▶ **AKTIVITAS**
Menurut bacaan tentang diskusi AJLK, apa tema seri ketiga diskusi online AJLK 2020?

▶ **BACAAN YANG DISEDIAKAN**

--------------------------------

Seri Ketiga Diskusi online Aliansi Jurnalis Lawan Korupsi (AJLK) 2020 kali ini mengangkat tema “Bersuara Di Dunia Maya”. Tema ini diangkat berkaitan dengan tantangan yang dihadapi jurnalis ketika memublikasikan produk jurnalistiknya melalui media sosial.

Berbeda dengan media di mainstream dimana seorang jurnalis dilindungi UU pers ketika memublikasikan produk jurnalisnya, di media sosial, para jurnalis tidak memiliki payung hukum yang jelas sebagai perlindungan untuknya.

Kepala Biro Humas KPK Febri Diansyah menyebutkan bahwa ini seharusnya menjadi concern bersama untuk memperjuangkan perlindungan jurnalis ketika memublikasikan  hasil liputannya di media sosial. “Seharusnya, sepanjang itu adalah produk jurnalistik harus tetap dilindungi UU pers, jurnalis punya peran penting dalam berjalannya roda demokrasi,” ungkap Febri.

Dalam diskusi yang digelar para Kamis (14/8), hadir pula pembicara lain dengan latar belakang yang berbeda-beda yaitu Gubernur Jawa Barat Ridwan Kamil, Seniman Melanie Subono, Jurnalis Dhandy Laksono dan illustrator Putri Karina Puar.

--------------------------------

▶ **MATERI YANG DIBERIKAN**
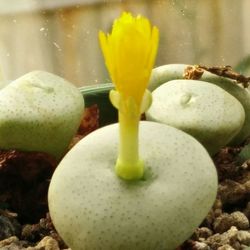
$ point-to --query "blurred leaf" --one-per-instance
(243, 67)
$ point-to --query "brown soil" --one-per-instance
(25, 222)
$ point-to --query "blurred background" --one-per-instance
(61, 36)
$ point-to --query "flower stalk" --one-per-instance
(129, 53)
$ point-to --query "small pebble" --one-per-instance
(218, 240)
(244, 237)
(231, 192)
(226, 221)
(8, 227)
(226, 247)
(246, 211)
(47, 243)
(203, 232)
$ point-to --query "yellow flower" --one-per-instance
(129, 53)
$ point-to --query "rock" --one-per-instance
(12, 243)
(203, 232)
(219, 240)
(8, 227)
(226, 247)
(47, 243)
(239, 220)
(231, 192)
(226, 221)
(246, 211)
(244, 237)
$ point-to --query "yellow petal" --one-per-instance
(129, 53)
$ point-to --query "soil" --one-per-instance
(25, 222)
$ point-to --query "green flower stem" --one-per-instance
(128, 165)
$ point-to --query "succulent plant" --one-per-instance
(152, 197)
(39, 112)
(166, 73)
(201, 109)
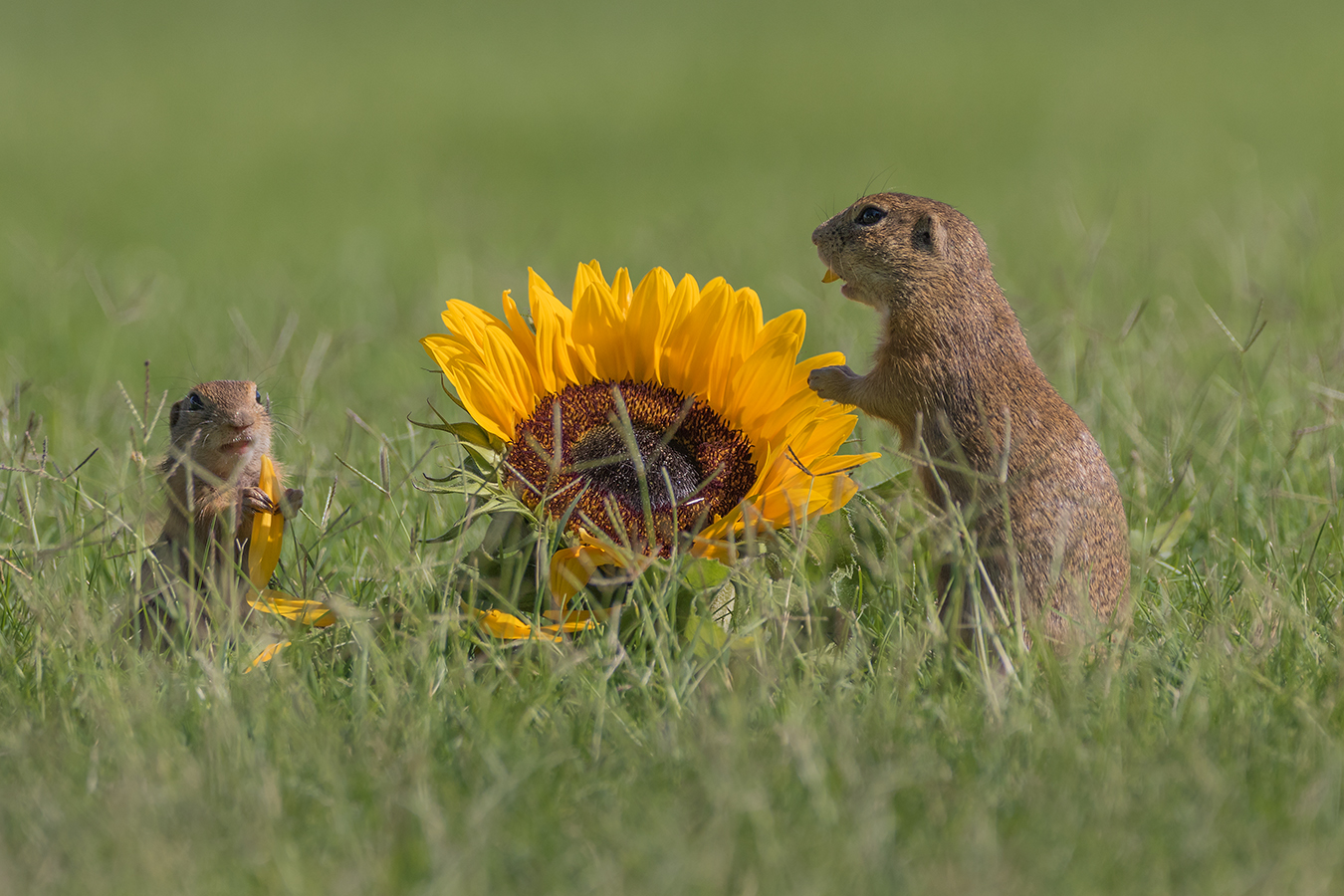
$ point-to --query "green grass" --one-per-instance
(291, 192)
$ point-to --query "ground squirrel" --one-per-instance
(953, 371)
(218, 435)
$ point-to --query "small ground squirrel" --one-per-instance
(953, 371)
(218, 435)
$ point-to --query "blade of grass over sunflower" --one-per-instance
(558, 358)
(475, 387)
(526, 342)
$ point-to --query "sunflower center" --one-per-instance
(572, 456)
(603, 457)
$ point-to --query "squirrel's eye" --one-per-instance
(870, 216)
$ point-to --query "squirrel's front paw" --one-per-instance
(254, 499)
(835, 383)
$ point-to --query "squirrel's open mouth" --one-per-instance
(238, 445)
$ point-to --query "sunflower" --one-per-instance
(262, 557)
(649, 419)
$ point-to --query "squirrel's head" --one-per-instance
(221, 425)
(889, 247)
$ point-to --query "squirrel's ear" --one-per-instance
(929, 234)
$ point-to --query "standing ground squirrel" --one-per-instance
(218, 435)
(955, 375)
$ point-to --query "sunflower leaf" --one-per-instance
(465, 523)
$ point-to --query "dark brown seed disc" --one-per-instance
(574, 456)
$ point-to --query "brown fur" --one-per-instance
(953, 371)
(211, 474)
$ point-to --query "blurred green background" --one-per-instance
(291, 191)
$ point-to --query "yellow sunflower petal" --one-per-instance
(599, 323)
(713, 344)
(476, 389)
(266, 654)
(268, 531)
(558, 361)
(504, 625)
(310, 612)
(647, 328)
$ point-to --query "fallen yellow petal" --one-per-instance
(312, 612)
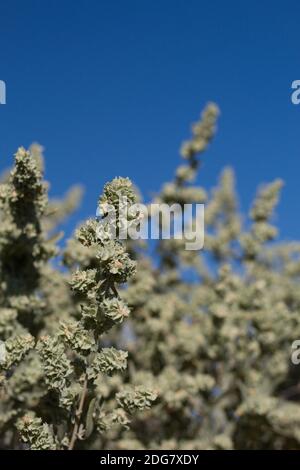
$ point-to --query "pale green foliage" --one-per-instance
(189, 350)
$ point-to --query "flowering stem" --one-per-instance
(78, 415)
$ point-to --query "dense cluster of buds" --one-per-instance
(180, 350)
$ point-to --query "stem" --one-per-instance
(78, 415)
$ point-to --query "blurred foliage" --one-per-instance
(199, 353)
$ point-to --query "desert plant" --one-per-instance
(203, 360)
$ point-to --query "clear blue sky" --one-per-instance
(110, 87)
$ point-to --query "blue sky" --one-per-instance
(110, 88)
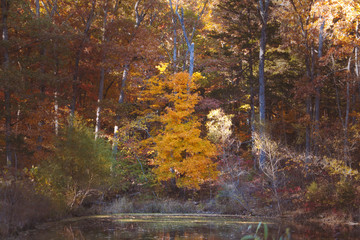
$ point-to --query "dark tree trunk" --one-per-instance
(264, 6)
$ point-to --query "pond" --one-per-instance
(161, 226)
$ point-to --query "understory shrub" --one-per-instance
(124, 205)
(21, 207)
(79, 167)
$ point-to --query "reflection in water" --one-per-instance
(175, 227)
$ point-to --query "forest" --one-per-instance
(247, 107)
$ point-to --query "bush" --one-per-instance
(79, 166)
(21, 207)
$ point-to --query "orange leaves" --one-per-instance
(181, 153)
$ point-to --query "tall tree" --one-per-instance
(264, 14)
(5, 5)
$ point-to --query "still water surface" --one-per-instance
(159, 226)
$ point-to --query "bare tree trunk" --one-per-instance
(174, 21)
(5, 38)
(139, 17)
(102, 76)
(120, 101)
(317, 89)
(75, 84)
(264, 6)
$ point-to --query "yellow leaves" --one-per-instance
(181, 153)
(337, 167)
(162, 67)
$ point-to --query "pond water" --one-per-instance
(160, 226)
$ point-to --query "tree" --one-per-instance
(180, 151)
(264, 14)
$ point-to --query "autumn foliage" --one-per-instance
(180, 152)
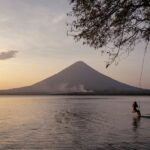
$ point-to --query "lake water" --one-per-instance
(73, 123)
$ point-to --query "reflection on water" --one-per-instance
(72, 123)
(136, 123)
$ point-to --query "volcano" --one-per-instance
(77, 78)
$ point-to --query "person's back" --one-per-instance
(135, 109)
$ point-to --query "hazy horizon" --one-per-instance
(34, 45)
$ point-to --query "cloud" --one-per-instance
(8, 54)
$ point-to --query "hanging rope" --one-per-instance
(142, 68)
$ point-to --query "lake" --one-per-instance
(73, 123)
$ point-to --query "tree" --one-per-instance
(117, 24)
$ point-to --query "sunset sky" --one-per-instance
(34, 45)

--------------------------------

▶ **BAGIAN JAWABAN**
Temanya “Bersuara Di Dunia Maya”.